Text »

---+---

The present invention relates to a technique effective in application to a display drive control device to drive a display device as well as a display drive control device incorporated into a semiconductor integrated circuit, specifically to a technique effective in use for a liquid crystal display drive control device to drive a collar liquid crystal panel used in a portable electronic device such as a mobile telephone, and an electronic device such as a mobile telephone using the same.
There has been developing a trend of using a dot-matrix liquid crystal panel having multiple pixels arrayed in matrix two-dimensionally in the display of a portable electronic device such as a mobile telephone or a PDA (Personal Digital Assistant), and in the electronic device is loaded with a liquid crystal display control device (liquid crystal controller) incorporated into a semiconductor integrated circuit that controls the display of the liquid crystal panel, a liquid crystal driver that drives the liquid crystal panel under the control of the control device, or a liquid crystal display drive control device (liquid crystal controller driver) containing the liquid crystal controller and the liquid crystal driver.

---+---

Tasks to complete »
1. Answer from the text:
(a) What portable electronic device is named as an example in the opening paragraph?
(b) What does the abbreviation PDA stand for?
(c) What name is given in parentheses for a device containing both the liquid crystal controller and the liquid crystal driver?
2. Quote the text word for word, starting with "The present invention" and going on through "using the same.".
The listing isn't needed here.

---+---

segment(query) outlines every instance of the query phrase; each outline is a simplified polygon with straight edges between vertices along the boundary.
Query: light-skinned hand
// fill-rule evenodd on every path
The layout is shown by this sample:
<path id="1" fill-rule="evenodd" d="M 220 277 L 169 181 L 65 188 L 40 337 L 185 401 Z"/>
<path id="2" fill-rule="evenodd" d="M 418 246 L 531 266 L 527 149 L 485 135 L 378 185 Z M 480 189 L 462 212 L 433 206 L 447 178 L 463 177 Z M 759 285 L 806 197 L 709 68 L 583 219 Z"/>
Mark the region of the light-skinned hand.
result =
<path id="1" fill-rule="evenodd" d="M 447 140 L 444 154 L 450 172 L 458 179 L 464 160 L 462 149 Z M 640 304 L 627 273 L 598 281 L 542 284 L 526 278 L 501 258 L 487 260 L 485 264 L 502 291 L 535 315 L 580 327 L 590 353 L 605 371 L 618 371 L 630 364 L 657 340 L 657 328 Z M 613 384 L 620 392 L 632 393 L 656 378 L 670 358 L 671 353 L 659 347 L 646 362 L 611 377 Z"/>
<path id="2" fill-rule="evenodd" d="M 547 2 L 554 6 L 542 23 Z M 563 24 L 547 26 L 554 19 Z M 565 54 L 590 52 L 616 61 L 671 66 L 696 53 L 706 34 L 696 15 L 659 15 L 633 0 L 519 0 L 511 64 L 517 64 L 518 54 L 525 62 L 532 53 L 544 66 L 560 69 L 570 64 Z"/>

---+---

Correct answers »
1.
(a) A mobile telephone.
(b) Personal Digital Assistant.
(c) Liquid crystal controller driver.

2.
The present invention relates to a technique effective in application to a display drive control device to drive a display device as well as a display drive control device incorporated into a semiconductor integrated circuit, specifically to a technique effective in use for a liquid crystal display drive control device to drive a collar liquid crystal panel used in a portable electronic device such as a mobile telephone, and an electronic device such as a mobile telephone using the same.